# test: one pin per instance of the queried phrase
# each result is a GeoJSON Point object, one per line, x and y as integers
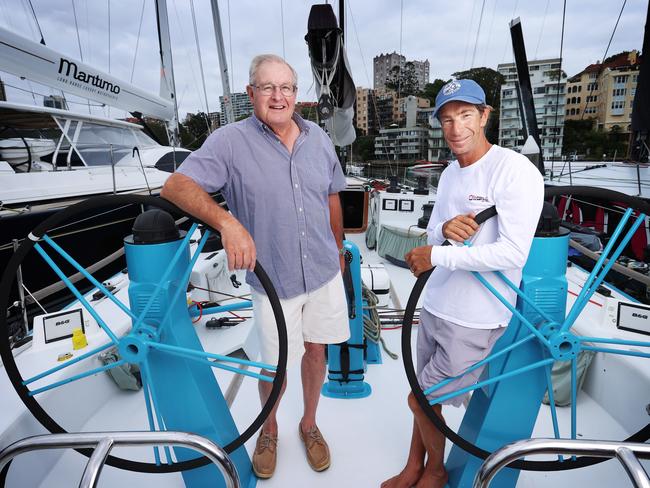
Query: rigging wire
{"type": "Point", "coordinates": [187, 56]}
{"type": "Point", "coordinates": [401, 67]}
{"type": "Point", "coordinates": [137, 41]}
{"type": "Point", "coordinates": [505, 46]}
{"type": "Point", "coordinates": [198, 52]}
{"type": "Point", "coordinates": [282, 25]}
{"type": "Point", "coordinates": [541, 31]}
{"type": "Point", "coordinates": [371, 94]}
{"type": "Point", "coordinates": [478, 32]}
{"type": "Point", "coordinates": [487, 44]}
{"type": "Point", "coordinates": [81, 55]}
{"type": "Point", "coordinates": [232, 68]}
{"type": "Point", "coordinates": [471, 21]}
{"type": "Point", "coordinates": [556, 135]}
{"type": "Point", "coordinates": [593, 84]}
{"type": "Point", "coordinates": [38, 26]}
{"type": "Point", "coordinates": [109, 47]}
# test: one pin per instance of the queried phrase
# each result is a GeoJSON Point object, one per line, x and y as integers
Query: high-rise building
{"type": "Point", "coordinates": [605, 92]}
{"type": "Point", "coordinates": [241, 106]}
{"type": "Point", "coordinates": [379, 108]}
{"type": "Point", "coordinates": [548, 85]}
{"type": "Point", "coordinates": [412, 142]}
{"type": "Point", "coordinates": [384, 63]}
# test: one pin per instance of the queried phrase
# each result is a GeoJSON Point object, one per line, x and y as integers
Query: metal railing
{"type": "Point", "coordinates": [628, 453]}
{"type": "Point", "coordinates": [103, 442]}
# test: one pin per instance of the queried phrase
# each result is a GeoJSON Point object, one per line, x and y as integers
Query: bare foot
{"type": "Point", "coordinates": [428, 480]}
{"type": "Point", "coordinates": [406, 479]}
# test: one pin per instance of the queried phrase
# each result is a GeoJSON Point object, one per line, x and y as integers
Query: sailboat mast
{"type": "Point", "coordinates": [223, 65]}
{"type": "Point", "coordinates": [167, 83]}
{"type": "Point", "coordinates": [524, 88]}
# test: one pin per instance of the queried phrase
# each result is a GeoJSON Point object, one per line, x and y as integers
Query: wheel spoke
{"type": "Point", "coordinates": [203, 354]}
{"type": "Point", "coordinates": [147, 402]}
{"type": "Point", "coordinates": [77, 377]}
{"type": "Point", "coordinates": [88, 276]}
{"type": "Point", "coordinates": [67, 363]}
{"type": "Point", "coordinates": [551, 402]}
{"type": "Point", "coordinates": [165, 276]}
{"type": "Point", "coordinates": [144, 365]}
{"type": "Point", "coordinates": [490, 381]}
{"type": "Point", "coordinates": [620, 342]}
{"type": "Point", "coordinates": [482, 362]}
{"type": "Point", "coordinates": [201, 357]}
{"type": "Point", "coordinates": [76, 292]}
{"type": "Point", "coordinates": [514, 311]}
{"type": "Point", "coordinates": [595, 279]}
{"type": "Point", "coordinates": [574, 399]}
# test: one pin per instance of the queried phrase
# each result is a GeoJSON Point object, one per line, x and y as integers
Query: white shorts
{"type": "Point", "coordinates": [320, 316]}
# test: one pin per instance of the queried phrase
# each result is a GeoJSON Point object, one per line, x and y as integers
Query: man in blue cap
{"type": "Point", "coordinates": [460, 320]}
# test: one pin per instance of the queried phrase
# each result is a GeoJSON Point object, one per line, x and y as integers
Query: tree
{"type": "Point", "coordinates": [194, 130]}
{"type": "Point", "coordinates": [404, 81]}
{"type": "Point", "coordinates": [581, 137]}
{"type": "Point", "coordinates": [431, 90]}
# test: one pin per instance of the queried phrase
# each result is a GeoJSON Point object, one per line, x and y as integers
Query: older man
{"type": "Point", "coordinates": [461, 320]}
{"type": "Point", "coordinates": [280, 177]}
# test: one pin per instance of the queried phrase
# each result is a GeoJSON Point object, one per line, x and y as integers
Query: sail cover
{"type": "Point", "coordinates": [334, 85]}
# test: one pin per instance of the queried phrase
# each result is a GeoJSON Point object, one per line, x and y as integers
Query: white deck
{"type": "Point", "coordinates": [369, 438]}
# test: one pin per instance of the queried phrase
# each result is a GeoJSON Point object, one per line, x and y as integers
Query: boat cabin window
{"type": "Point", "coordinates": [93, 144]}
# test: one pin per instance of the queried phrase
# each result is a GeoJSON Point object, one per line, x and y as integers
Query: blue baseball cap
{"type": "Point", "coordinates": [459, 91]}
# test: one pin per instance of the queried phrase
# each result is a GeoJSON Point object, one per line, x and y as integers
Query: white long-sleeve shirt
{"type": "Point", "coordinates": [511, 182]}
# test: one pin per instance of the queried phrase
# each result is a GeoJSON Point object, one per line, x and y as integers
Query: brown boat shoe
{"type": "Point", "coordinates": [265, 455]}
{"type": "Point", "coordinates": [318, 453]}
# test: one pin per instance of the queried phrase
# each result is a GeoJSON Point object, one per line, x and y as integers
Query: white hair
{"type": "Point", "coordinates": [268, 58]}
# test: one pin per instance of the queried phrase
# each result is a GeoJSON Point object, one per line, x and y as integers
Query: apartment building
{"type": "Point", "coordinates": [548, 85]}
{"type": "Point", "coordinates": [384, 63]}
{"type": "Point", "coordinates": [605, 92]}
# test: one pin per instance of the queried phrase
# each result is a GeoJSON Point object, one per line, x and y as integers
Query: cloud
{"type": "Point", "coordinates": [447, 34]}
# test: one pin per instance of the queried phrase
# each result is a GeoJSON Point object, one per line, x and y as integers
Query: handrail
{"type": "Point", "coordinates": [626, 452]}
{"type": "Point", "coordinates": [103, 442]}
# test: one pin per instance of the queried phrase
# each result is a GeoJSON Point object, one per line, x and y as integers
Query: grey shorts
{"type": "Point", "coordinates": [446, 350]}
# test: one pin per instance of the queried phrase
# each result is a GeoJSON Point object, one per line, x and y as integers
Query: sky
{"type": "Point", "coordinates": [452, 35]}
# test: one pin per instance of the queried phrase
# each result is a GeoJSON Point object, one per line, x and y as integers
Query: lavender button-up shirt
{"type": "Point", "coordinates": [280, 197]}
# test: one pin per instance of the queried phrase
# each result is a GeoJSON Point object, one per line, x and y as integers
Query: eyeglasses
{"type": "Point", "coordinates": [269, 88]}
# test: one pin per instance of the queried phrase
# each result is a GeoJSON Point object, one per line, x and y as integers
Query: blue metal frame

..........

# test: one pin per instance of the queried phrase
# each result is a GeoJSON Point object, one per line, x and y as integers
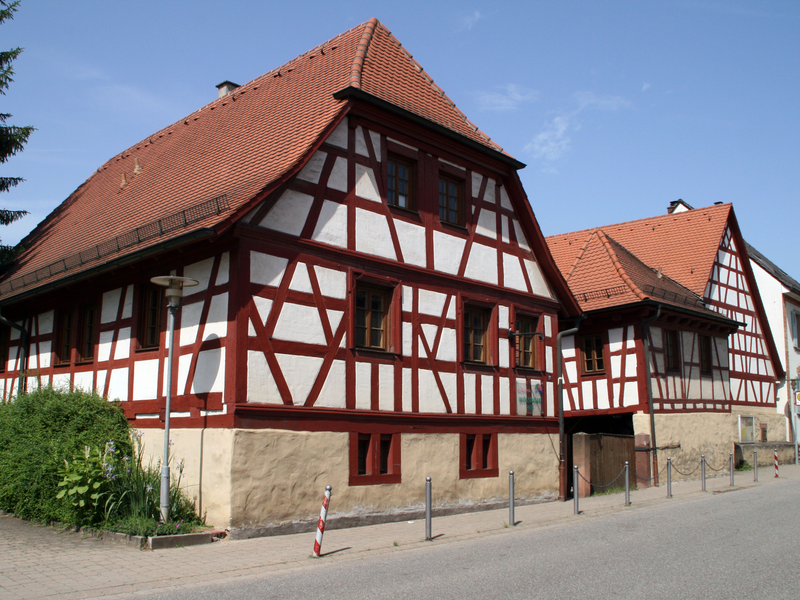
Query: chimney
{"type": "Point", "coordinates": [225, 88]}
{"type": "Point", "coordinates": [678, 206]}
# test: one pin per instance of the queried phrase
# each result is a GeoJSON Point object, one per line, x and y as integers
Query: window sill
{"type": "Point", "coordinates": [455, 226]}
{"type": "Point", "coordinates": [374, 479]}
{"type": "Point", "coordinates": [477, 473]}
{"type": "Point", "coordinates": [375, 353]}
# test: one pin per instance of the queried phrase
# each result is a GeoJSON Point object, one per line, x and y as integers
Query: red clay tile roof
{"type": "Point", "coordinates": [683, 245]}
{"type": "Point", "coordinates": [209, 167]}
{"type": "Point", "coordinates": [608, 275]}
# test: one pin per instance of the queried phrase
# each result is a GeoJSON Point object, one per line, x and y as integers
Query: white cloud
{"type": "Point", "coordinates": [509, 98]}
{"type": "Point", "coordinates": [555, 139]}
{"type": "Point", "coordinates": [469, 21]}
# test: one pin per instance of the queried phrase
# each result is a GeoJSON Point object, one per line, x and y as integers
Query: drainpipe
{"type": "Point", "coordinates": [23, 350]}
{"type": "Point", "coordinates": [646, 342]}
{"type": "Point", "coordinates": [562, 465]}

..........

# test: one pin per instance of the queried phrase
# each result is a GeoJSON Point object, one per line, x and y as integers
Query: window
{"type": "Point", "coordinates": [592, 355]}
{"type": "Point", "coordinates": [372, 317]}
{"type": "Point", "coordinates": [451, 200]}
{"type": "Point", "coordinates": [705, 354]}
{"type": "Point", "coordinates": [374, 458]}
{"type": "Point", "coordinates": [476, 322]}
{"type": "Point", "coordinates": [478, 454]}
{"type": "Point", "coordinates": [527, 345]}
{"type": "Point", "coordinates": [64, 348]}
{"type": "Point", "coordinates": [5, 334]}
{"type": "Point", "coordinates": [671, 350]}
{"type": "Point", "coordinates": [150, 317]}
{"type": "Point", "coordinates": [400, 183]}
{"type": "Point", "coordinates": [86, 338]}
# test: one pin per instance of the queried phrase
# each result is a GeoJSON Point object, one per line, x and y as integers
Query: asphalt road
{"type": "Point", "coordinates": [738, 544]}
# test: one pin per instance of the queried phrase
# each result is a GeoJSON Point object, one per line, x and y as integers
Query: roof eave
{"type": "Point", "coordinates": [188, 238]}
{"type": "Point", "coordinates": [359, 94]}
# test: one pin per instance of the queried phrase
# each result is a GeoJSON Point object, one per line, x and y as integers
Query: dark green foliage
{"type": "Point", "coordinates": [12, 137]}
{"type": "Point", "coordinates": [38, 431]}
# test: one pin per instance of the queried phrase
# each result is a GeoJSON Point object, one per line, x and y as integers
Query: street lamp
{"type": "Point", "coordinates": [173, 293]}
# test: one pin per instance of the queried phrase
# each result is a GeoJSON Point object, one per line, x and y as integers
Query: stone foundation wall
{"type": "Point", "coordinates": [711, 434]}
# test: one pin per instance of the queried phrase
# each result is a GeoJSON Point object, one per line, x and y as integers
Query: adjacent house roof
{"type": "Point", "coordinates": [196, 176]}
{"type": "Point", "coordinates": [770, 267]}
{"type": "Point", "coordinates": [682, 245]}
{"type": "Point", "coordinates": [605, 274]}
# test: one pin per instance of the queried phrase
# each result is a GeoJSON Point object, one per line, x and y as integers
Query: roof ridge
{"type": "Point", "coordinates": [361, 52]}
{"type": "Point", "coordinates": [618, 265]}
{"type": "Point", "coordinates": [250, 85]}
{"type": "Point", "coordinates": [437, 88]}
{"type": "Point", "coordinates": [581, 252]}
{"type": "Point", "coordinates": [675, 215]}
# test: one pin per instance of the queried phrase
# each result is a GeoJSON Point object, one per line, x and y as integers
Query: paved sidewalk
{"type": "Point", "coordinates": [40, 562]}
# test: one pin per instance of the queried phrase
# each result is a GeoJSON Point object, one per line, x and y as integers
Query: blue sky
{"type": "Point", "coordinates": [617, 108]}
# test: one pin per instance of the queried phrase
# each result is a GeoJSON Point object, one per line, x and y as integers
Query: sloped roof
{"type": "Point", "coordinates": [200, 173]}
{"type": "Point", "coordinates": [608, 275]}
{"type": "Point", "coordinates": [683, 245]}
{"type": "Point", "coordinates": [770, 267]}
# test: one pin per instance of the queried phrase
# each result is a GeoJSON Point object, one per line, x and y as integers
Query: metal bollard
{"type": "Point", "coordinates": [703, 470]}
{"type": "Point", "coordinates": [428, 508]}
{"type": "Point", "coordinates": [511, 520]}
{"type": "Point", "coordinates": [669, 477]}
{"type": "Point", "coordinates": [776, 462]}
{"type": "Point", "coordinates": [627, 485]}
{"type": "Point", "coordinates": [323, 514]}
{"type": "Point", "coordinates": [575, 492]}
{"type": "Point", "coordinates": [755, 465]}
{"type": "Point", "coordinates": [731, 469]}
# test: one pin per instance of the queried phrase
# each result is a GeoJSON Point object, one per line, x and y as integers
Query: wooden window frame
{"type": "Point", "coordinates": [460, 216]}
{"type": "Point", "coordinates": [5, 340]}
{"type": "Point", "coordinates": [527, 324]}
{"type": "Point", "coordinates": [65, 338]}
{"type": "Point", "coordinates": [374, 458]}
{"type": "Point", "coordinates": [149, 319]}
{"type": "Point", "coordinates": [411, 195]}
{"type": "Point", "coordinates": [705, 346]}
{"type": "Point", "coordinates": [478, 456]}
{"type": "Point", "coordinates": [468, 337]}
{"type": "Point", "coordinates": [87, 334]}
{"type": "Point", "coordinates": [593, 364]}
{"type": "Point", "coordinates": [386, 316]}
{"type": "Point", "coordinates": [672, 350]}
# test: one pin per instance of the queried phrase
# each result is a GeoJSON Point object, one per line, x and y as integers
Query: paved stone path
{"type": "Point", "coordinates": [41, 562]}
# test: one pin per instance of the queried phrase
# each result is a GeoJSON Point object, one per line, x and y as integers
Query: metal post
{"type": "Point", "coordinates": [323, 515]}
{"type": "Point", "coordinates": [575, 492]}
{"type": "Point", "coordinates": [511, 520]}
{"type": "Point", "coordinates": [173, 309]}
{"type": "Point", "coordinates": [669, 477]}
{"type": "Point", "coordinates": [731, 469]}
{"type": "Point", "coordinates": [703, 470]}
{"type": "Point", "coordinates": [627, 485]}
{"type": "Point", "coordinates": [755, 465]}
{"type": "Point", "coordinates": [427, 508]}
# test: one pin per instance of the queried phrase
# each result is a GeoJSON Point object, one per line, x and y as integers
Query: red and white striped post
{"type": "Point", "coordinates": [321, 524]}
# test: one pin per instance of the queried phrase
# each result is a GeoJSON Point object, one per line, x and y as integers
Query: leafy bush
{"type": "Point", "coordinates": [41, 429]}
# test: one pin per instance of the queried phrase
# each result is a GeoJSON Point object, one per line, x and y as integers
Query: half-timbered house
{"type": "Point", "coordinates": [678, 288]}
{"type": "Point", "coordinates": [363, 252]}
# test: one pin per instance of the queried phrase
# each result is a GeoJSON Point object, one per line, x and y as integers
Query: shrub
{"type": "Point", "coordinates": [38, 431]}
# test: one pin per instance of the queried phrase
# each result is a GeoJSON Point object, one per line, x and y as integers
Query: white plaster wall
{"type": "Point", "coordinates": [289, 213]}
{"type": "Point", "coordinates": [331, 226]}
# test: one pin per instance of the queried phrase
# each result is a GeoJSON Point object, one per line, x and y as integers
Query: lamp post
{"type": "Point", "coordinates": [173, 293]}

..........

Count the lines in the rows above that contain the string "blue", with case significant, and give only the number.

4